--- start Excerpt ---
Let $G$ be a $k$-regular graph (each vertex have a degreee $k$). It is trivial to store the graph in $O(\log n)$ space or words such that $j$th neighbour of any vertex can be found in $O(\log n)$ time. Assume that neighbours of each vertex are ordered.

Note that $k=O(\log n)$

Is there an representation of graph $G$ that takes $o(nk)$ space in words such that query can be solved in $O(1)$

  • $\begingroup$ Just for my own curiosity, what is this trivial representation you talk about? $\endgroup$
    – Tassle
    Oct 20 '19 at 13:19
  • $\begingroup$ @Tassle either using adjacency list or array. $\endgroup$
    – user110834
    Oct 20 '19 at 15:09

No. Even ignoring the requirement to answer queries, you can't store such a graph in $o(nk)$ space, assuming each word is $\Theta(\lg n)$ bits long (i.e., each word has space to store the index of a single vertex).
--- end Excerpt ---
--- start Dataset content ---
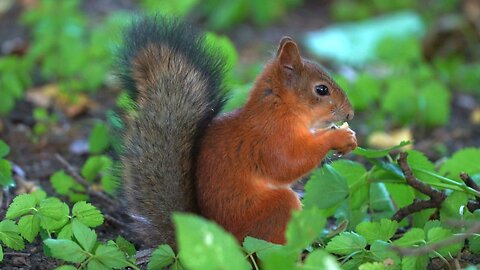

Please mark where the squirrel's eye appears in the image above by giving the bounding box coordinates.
[315,84,330,96]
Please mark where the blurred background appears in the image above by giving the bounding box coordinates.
[0,0,480,268]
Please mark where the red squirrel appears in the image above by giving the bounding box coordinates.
[119,17,357,246]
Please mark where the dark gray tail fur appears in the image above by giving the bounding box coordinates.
[119,17,224,248]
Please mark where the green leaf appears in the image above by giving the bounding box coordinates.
[325,232,367,255]
[0,159,13,186]
[38,198,70,230]
[93,245,128,269]
[358,262,386,270]
[5,194,37,219]
[72,201,104,228]
[262,248,298,270]
[43,239,87,263]
[0,219,25,250]
[393,228,425,247]
[285,208,326,250]
[58,223,73,240]
[243,236,282,260]
[303,164,349,209]
[402,255,429,270]
[18,215,40,243]
[440,191,468,220]
[370,240,401,265]
[55,265,77,270]
[355,219,398,244]
[115,235,137,256]
[301,249,342,270]
[72,220,97,252]
[417,80,451,126]
[50,170,85,195]
[353,141,411,158]
[88,122,110,154]
[427,227,463,257]
[147,245,175,270]
[173,213,250,270]
[82,156,113,182]
[440,148,480,181]
[331,159,369,210]
[0,140,10,158]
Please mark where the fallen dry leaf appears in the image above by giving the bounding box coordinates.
[367,128,413,149]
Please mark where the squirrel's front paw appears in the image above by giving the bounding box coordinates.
[331,127,357,155]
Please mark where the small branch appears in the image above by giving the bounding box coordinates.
[55,154,115,205]
[392,152,447,221]
[392,222,480,256]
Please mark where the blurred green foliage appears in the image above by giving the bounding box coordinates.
[141,0,303,30]
[338,38,451,129]
[330,0,458,21]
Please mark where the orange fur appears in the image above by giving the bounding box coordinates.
[196,38,356,244]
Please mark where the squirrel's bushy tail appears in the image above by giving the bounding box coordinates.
[119,16,224,248]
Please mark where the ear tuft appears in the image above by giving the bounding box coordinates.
[277,36,302,70]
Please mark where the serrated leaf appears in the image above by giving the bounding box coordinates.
[43,239,87,263]
[393,228,425,247]
[285,208,326,250]
[303,164,349,209]
[355,219,398,244]
[147,245,175,270]
[370,240,401,265]
[243,236,282,260]
[38,198,70,230]
[0,140,10,158]
[0,219,25,250]
[173,213,250,270]
[18,215,40,243]
[440,148,480,181]
[94,245,128,269]
[353,141,411,158]
[30,189,47,204]
[325,232,367,255]
[72,220,97,252]
[115,235,137,256]
[6,194,37,219]
[58,223,73,240]
[72,201,104,228]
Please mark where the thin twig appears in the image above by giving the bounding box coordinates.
[55,153,115,205]
[392,152,447,221]
[392,222,480,256]
[3,252,31,257]
[460,172,480,213]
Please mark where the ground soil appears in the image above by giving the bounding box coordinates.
[0,0,480,269]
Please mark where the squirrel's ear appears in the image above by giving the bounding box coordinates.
[277,37,302,70]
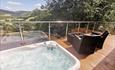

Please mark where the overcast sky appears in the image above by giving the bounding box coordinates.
[0,0,45,11]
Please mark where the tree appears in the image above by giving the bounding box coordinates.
[47,0,112,21]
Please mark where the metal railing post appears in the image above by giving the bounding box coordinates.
[19,23,24,42]
[86,22,89,33]
[93,22,96,32]
[65,23,68,37]
[48,22,51,40]
[78,23,80,32]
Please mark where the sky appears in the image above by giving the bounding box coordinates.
[0,0,46,11]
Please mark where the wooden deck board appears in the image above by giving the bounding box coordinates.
[56,35,115,70]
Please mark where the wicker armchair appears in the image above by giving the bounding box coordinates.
[72,35,99,54]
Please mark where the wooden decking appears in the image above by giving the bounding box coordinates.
[56,35,115,70]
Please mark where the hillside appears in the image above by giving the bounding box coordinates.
[0,9,30,17]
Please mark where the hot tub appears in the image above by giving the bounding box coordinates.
[0,41,80,70]
[0,31,48,51]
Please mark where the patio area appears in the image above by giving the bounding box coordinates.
[55,35,115,70]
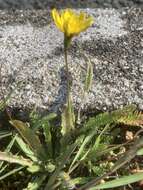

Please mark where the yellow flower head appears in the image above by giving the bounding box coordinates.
[52,9,93,37]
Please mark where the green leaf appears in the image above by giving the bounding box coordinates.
[23,175,47,190]
[84,58,93,93]
[61,95,75,135]
[42,121,52,156]
[137,148,143,156]
[27,164,41,173]
[10,120,46,160]
[0,152,33,166]
[16,136,38,162]
[90,172,143,190]
[0,135,17,168]
[0,166,25,181]
[45,144,77,190]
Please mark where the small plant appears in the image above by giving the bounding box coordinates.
[0,9,143,190]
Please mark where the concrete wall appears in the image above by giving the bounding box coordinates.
[0,9,143,111]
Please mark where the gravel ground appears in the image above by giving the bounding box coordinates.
[0,9,143,111]
[0,0,143,9]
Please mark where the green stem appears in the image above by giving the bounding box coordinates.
[64,36,71,104]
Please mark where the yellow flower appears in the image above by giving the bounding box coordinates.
[52,9,93,37]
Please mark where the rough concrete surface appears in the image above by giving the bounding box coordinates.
--- end Dataset content ---
_Tasks for this exercise_:
1 – Retype the portion of the graph-storage discussion that opens with the words containing "No. Even ignoring" and closes with "a single vertex).".
2 – Translate this sentence from the graph-storage discussion into French: "Assume that neighbours of each vertex are ordered."
3 – Proceed with the graph-storage discussion, picking up after its final sentence.
The data have no connection to the graph-storage discussion.

_Results of the exercise_:
1 –
No. Even ignoring the requirement to answer queries, you can't store such a graph in $o(nk)$ space, assuming each word is $\Theta(\lg n)$ bits long (i.e., each word has space to store the index of a single vertex).

2 – On suppose que les voisins de chaque sommet sont ordonnés.

3 –
In particular, there are ${n-1 \choose k}$ ways to choose $k$ neighbors of a single vertex, so there are ${n-1 \choose k}^n$ possible $k$-regular graphs. Now

$$\lg {n-1 \choose k}^n = n \lg {n-1 \choose k} = kn \lg(n/k) + \Theta(kn) = \Omega(kn \lg(n/k)).$$

Thus, information-theoretically, you need at least $\Omega(kn \lg(n/k))$ bits to store such a graph, or equivalently, at least $\Omega(kn \lg(n/k)/\lg n)$ words. Notice that for $k=O(\log n)$, we have $\lg(n/k)/\lg n = \Theta(1)$.

Therefore, we find that we need at least $\Omega(kn)$ words just to represent all possible $k$-regular graphs, so there is no hope for a data structure with space complexity $o(kn)$, even if you ignore the query time requirement.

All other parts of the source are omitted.